- _PROBLEM TO SOLVE_
In the news article about Joram van Klaveren, why does he say he is a de facto Muslim? Answer in one to three sentences.

Dutch former anti-Islam MP says he’s become a Muslim

Joram van Klaveren, left, with Geert Wilders at the Dutch parliament in The Hague, says he has converted to Islam. (AFP)
Updated 05 February 2019
Follow

Dutch former anti-Islam MP says he’s become a Muslim

  • For years Joram van Klaveren fought a relentless campaign in the Lower House against Islam in the Netherlands
  • The 40-year-old Van Klaveren said he had changed his mind halfway through writing an anti-Islam book

THE HAGUE: A Dutch former far-right MP and right-hand man of anti-Islam politician Geert Wilders has set tongues wagging in the Netherlands after revealing he has converted to Islam, news reports said Tuesday.
For years Joram van Klaveren fought a relentless campaign in the Lower House against Islam in the Netherlands as a lawmaker for Wilders’ Freedom Party (PVV).
At the time, the “hard-liner pleaded for banning the burqa and minarets, saying ‘we don’t want any Islam, or at least as little as possible in the Netherlands’,” the daily tabloid Algemeen Dagblad (AD) said.
But the 40-year-old Van Klaveren said he had changed his mind halfway through writing an anti-Islam book, which he Tuesday told the respected NRC daily “became a refutation of objections non-Muslims have” against the religion.
“If everything I wrote up to that point is true, and I believe that, then I am a de facto Muslim,” he told the NRC.

- _DATASET EXTRACT_
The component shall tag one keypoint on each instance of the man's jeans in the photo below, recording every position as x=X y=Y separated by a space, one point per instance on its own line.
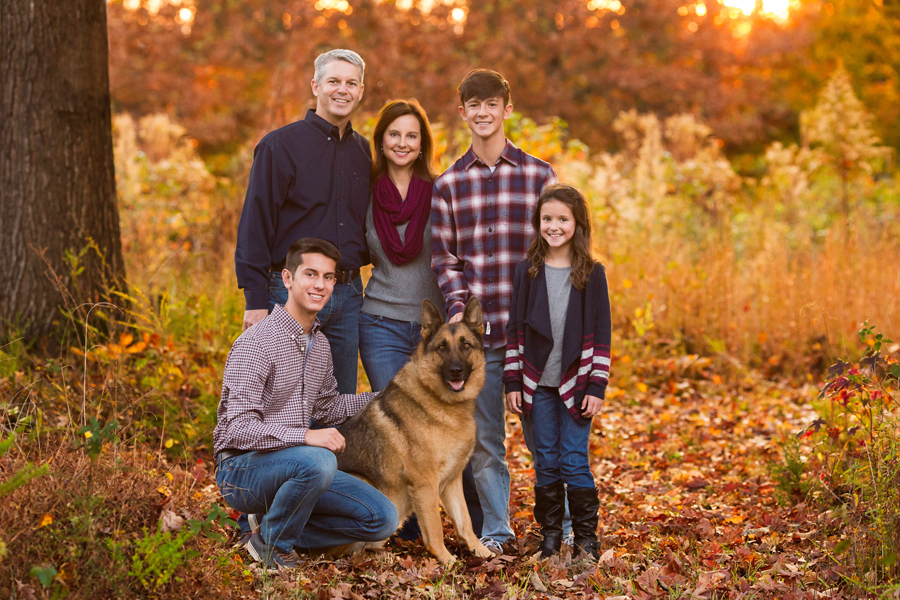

- _EXERCISE SOLUTION_
He began writing an anti-Islam book but changed his mind halfway through, and the book became a refutation of objections that non-Muslims have against the religion. He told the NRC that if everything he had written up to that point is true, and he believes it is, then he is a de facto Muslim.